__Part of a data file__
==================================================

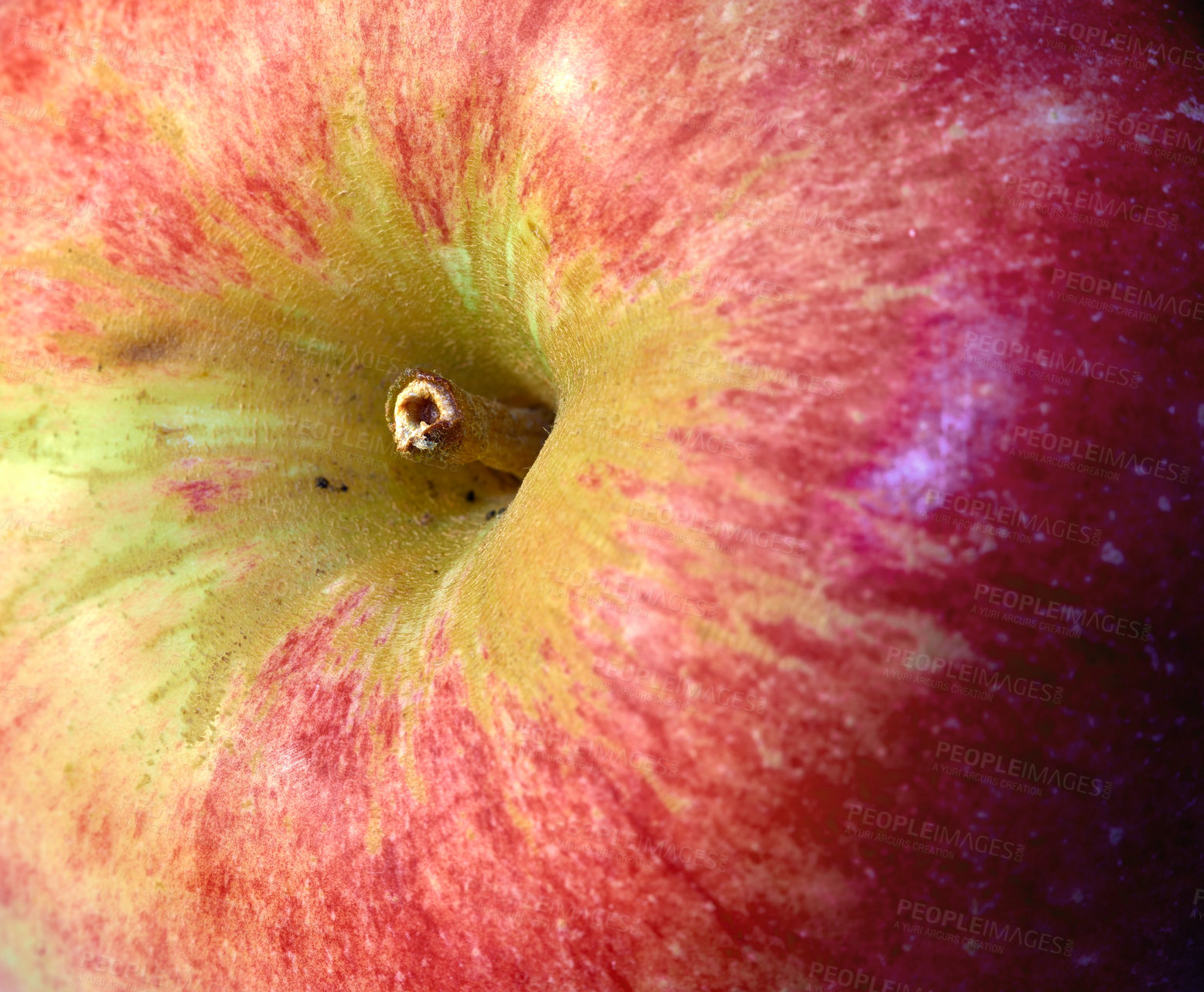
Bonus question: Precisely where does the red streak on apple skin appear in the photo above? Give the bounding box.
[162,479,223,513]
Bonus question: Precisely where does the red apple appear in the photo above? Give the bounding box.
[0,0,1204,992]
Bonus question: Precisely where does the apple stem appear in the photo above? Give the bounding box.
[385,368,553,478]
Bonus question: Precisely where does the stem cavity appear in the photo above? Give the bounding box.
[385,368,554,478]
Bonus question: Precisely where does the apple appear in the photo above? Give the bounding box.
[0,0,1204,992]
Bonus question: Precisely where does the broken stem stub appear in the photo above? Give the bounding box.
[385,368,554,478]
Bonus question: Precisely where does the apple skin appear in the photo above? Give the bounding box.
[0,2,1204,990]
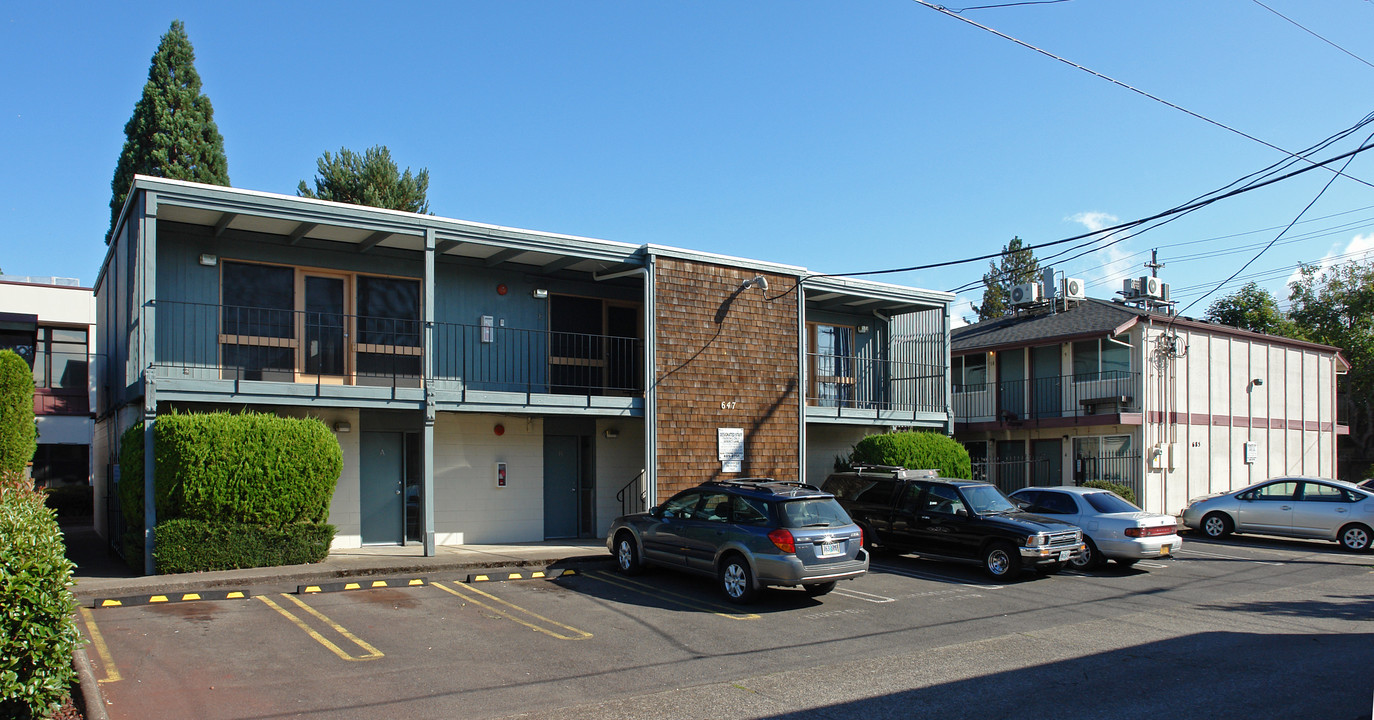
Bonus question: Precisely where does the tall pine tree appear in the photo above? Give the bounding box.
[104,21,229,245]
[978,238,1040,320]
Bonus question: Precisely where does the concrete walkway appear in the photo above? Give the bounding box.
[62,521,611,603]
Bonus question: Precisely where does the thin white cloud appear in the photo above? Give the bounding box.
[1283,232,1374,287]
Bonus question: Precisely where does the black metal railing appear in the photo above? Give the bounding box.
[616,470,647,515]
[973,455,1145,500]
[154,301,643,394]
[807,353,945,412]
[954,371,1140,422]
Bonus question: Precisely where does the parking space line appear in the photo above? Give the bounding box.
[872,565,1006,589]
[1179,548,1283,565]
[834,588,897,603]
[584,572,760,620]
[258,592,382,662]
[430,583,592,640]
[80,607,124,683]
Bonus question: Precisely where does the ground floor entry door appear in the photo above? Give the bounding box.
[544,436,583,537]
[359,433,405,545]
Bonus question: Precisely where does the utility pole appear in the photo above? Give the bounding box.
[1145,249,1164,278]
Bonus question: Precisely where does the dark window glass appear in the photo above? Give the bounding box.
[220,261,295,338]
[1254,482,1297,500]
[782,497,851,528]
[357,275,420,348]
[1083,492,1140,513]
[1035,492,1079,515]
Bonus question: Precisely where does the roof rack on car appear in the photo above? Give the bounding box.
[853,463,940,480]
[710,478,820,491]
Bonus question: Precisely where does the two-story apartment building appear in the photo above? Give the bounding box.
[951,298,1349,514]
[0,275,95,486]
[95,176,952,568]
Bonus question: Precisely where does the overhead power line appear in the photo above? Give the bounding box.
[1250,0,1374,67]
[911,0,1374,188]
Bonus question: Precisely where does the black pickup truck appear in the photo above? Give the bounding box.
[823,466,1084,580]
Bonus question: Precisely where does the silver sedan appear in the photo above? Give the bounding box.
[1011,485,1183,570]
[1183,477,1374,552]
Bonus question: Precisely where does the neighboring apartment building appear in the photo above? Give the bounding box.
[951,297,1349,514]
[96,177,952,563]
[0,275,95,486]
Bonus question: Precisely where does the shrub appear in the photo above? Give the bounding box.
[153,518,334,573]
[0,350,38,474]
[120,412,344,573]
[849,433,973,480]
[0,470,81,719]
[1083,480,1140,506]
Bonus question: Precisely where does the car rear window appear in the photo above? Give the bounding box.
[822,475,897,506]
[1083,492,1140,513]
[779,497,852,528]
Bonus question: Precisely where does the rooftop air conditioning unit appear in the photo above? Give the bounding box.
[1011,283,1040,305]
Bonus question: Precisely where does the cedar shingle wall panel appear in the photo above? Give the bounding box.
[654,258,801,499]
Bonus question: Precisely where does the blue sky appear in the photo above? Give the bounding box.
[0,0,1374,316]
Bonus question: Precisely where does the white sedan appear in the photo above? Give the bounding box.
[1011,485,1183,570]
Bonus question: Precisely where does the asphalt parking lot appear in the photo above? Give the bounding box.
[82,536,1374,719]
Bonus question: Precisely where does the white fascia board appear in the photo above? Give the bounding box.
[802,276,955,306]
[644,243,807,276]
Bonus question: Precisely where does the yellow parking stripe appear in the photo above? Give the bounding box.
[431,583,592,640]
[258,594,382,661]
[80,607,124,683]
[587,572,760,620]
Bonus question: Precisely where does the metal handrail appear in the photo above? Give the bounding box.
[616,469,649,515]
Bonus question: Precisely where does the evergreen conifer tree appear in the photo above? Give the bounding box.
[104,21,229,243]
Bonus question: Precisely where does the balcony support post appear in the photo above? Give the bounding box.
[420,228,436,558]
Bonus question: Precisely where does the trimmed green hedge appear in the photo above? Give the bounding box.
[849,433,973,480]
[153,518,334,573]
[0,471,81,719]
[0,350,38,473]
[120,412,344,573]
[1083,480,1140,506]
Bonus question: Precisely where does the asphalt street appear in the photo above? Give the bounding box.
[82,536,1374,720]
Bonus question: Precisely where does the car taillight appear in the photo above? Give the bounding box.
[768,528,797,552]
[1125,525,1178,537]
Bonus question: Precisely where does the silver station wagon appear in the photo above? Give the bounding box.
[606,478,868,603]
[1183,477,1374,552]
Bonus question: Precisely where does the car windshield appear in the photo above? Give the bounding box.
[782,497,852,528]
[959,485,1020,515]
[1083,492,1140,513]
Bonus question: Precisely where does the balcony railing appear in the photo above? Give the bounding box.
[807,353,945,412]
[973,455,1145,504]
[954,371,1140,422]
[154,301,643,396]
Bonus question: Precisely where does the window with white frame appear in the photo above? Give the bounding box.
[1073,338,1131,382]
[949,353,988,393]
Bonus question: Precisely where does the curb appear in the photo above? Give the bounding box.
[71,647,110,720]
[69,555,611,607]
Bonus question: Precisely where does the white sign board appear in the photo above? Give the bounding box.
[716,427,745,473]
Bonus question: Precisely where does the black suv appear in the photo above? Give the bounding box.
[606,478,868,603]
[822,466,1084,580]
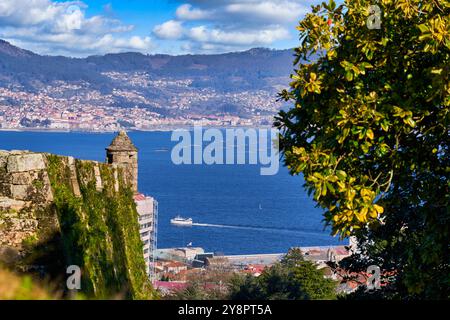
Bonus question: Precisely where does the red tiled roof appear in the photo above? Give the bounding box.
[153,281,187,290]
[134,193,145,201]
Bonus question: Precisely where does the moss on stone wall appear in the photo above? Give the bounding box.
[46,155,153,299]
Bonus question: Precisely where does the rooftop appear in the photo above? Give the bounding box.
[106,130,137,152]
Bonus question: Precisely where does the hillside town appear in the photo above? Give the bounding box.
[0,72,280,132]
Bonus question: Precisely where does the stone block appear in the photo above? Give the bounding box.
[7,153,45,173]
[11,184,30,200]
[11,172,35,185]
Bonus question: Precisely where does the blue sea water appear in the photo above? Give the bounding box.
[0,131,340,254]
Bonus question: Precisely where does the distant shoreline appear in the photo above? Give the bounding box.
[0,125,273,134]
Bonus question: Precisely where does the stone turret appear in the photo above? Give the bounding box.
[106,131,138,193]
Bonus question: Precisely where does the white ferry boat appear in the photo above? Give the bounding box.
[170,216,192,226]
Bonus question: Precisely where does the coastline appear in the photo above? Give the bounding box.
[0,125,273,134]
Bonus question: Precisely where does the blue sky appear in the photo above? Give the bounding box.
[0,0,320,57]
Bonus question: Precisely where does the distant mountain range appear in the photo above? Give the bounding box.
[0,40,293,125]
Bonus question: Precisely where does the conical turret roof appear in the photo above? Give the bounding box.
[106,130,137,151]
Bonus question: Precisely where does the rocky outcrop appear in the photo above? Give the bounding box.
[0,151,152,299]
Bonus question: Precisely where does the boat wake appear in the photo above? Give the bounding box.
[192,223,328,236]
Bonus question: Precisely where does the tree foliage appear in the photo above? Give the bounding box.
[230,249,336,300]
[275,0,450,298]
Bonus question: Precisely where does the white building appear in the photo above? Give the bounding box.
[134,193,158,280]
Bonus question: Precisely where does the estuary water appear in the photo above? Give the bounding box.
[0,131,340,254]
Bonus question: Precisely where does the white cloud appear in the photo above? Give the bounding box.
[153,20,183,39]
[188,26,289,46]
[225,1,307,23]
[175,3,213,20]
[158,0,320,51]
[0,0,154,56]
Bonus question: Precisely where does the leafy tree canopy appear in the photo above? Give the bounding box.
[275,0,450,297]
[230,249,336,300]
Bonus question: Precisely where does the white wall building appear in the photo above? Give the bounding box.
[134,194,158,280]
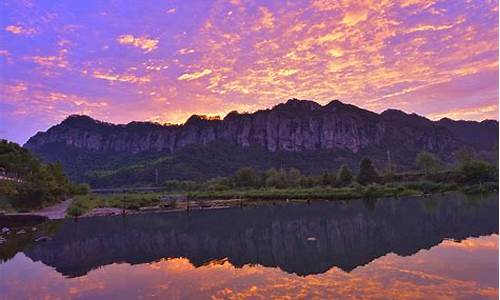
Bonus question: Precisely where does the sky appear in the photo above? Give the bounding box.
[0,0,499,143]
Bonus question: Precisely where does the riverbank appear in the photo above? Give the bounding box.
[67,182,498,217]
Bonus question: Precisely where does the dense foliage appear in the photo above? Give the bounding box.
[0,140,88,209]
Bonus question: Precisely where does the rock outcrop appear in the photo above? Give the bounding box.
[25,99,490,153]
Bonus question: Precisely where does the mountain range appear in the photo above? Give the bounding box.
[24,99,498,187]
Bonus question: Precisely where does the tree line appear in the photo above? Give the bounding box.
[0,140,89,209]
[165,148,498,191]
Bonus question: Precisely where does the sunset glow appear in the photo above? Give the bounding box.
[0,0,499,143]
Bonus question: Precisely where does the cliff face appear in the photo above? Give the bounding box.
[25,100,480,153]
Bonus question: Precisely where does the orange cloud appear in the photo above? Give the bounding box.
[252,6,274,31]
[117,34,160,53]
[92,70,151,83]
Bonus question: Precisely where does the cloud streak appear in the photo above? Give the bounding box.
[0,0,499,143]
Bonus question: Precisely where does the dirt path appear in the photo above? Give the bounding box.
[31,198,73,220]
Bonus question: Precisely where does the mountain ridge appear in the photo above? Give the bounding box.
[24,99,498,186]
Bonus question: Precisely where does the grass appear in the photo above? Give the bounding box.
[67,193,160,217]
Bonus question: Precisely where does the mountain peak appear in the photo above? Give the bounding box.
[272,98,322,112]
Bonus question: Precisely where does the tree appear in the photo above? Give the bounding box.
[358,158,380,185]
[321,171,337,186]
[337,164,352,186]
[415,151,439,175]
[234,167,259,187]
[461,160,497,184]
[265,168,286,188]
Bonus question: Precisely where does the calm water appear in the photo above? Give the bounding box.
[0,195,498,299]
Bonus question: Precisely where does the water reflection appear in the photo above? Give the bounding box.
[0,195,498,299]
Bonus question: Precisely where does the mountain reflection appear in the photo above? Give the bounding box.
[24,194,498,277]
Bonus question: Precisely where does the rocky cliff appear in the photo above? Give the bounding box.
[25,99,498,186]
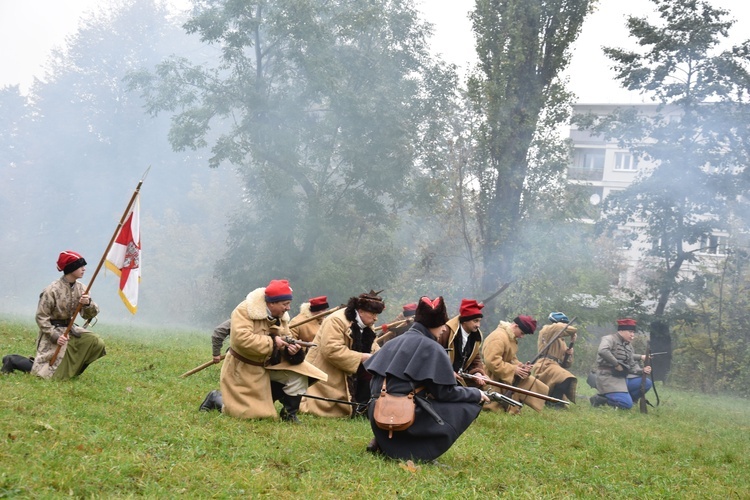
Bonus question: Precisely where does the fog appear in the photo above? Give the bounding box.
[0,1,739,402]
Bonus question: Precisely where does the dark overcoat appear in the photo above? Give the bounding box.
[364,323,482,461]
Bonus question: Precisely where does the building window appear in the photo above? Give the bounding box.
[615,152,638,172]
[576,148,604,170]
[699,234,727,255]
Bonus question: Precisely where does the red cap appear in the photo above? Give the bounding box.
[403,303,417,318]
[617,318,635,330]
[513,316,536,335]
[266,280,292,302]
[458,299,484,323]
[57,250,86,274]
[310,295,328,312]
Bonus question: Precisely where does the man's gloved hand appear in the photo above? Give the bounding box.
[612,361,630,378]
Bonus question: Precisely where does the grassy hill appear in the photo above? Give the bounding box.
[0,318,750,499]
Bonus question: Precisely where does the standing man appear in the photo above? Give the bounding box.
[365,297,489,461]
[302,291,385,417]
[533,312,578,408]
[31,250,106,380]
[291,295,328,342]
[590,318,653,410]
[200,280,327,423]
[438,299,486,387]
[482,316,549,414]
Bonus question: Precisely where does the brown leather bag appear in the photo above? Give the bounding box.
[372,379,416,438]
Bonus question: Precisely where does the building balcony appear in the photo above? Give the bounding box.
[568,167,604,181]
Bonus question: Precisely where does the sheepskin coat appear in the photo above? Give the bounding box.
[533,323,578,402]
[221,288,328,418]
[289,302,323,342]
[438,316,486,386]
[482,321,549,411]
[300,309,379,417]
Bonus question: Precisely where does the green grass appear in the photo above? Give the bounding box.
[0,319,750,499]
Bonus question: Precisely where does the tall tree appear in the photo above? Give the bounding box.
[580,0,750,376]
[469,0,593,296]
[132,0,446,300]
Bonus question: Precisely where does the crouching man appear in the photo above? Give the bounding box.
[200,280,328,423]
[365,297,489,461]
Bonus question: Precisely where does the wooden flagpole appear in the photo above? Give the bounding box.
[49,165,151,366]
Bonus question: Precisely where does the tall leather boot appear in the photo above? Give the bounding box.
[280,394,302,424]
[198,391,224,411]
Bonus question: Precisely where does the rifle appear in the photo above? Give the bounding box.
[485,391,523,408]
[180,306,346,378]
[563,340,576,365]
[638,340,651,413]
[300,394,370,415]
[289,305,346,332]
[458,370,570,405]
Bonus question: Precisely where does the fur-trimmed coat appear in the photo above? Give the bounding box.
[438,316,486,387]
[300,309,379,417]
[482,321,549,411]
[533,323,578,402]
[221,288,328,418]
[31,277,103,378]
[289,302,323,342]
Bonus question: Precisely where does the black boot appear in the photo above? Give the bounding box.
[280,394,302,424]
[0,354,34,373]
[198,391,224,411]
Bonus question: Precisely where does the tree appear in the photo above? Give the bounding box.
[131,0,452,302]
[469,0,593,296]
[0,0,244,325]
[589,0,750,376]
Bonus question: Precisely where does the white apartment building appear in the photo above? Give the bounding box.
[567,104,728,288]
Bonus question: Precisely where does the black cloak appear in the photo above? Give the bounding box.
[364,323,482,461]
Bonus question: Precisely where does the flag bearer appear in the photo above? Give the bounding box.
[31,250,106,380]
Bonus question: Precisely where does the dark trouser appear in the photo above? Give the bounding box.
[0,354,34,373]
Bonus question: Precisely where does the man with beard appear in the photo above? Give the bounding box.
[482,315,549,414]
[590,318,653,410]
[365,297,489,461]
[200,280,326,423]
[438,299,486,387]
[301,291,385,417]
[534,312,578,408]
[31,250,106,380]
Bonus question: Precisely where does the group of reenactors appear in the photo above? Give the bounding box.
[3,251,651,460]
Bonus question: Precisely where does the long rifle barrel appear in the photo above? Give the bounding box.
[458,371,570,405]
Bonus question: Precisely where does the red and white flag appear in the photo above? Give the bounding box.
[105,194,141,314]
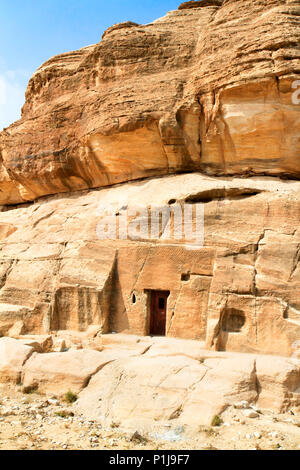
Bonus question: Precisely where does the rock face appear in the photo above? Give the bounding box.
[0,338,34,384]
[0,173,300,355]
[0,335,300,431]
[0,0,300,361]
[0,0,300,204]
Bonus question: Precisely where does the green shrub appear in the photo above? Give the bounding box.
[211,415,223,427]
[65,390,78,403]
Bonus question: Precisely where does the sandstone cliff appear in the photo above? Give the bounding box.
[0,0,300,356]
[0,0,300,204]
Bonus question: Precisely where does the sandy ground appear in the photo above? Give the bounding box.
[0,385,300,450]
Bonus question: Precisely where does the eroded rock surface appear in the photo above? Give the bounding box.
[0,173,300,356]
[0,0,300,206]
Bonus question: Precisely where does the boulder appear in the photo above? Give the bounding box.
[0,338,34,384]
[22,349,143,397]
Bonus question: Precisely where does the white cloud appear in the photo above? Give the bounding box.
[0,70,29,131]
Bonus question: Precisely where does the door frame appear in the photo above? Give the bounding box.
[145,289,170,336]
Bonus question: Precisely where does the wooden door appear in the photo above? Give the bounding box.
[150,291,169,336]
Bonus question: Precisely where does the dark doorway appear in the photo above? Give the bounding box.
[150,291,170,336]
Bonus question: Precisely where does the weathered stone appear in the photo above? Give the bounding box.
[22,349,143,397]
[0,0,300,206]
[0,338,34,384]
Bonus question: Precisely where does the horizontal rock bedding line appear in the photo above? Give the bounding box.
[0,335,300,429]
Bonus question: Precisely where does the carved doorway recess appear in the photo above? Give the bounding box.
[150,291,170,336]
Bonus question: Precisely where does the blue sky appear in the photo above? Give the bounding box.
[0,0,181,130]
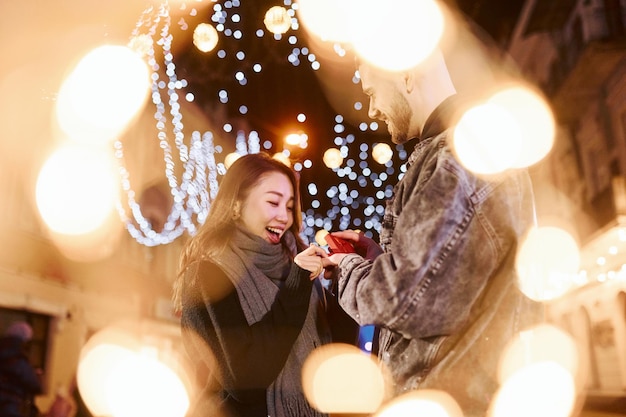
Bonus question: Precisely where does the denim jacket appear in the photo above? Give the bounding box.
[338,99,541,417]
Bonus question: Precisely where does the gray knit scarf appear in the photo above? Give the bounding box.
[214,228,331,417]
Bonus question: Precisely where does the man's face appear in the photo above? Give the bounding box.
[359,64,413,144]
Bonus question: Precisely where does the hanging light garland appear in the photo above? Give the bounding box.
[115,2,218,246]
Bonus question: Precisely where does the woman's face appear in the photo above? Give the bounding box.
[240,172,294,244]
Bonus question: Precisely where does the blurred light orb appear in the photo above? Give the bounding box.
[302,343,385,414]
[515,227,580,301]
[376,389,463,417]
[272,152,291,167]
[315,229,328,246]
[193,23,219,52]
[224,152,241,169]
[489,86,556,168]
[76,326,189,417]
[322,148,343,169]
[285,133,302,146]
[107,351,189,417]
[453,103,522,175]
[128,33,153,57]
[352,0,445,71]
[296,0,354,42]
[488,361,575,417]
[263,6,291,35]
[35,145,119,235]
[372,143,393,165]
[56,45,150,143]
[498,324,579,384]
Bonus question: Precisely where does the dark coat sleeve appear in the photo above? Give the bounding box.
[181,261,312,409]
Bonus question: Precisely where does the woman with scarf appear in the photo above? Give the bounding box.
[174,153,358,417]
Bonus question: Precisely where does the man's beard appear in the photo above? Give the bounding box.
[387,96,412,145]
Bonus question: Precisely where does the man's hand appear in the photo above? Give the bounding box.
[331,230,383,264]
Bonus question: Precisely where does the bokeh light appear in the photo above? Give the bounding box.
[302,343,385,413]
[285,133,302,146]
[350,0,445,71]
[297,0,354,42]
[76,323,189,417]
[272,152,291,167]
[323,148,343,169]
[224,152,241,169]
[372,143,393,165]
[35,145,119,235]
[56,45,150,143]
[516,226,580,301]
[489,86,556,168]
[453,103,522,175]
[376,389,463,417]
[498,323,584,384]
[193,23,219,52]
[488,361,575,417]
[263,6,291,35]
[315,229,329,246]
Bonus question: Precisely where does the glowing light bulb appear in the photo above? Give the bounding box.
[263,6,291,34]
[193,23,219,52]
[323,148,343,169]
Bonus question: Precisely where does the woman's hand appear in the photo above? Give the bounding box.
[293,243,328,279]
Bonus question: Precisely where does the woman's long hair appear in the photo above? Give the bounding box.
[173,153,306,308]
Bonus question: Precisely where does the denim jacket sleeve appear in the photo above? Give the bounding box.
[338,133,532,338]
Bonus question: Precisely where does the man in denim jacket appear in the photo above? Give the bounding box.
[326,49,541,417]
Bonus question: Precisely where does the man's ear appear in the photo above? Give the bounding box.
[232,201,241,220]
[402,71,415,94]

==================================================

__REQUIREMENT__
Convert the records from the line containing "Bonus question: Precisely where does the hanging" through the line containing "[173,153,306,308]" into a Markdown table with the columns Row and Line, one line per row. Leave out any blank lines.

__CORRECT RESULT__
| Row | Line |
|---|---|
| 1 | Bonus question: Precisely where does the hanging light garland appear in the photo above? Give the bounding box. |
| 2 | [115,2,218,246] |
| 3 | Bonus question: Precisely where does the woman's face appear in the photo above? Give the bounding box. |
| 4 | [240,172,294,244] |
| 5 | Bonus question: Precisely where does the blurred light orb appear in the photo above? Give the bounding box. |
| 6 | [302,343,385,414] |
| 7 | [515,227,580,301] |
| 8 | [376,389,463,417] |
| 9 | [272,152,291,167] |
| 10 | [315,229,328,246] |
| 11 | [193,23,219,52] |
| 12 | [224,152,241,169] |
| 13 | [489,86,556,168] |
| 14 | [76,326,189,417] |
| 15 | [322,148,343,169] |
| 16 | [285,133,302,146] |
| 17 | [107,351,189,417] |
| 18 | [453,103,522,175] |
| 19 | [128,33,153,57] |
| 20 | [352,0,445,71] |
| 21 | [296,0,354,42] |
| 22 | [488,361,575,417] |
| 23 | [263,6,291,35] |
| 24 | [35,145,119,235] |
| 25 | [372,143,393,165] |
| 26 | [56,45,150,143] |
| 27 | [498,324,579,384] |
| 28 | Bonus question: Precisely where does the dark coat sleeve appear in the photo above? Give the bounding box. |
| 29 | [181,261,312,409] |
| 30 | Bonus question: Precisely where does the woman with scarf appear in the photo above? Give the bounding box. |
| 31 | [174,153,358,417] |
| 32 | Bonus question: Precisely where does the man's beard appear in the photo above? Give the bounding box. |
| 33 | [387,96,412,145] |
| 34 | Bonus question: Precisely where does the man's hand appear in the photo above? Give the bounding box. |
| 35 | [331,230,383,264] |
| 36 | Bonus question: Precisely where does the bokeh light appear in the photo above? Give the bounding box. |
| 37 | [302,343,385,413] |
| 38 | [285,133,302,146] |
| 39 | [350,0,445,71] |
| 40 | [297,0,354,42] |
| 41 | [76,323,189,417] |
| 42 | [272,152,291,167] |
| 43 | [323,148,343,169] |
| 44 | [224,152,241,169] |
| 45 | [372,143,393,165] |
| 46 | [35,145,119,235] |
| 47 | [56,45,150,143] |
| 48 | [516,226,580,301] |
| 49 | [489,86,556,168] |
| 50 | [453,103,522,175] |
| 51 | [376,389,463,417] |
| 52 | [498,323,584,384] |
| 53 | [193,23,219,52] |
| 54 | [488,361,575,417] |
| 55 | [263,6,291,35] |
| 56 | [315,229,329,246] |
| 57 | Bonus question: Precisely where does the glowing light bulb appear in the photo above? Give the bounding box. |
| 58 | [263,6,291,34] |
| 59 | [193,23,219,52] |
| 60 | [323,148,343,169] |
| 61 | Bonus question: Precisely where does the woman's hand appear in the photo above? Give the bounding box. |
| 62 | [293,243,328,279] |
| 63 | Bonus question: Precisely where does the woman's long hair appear in the photo above? Give the bounding box. |
| 64 | [173,153,306,308] |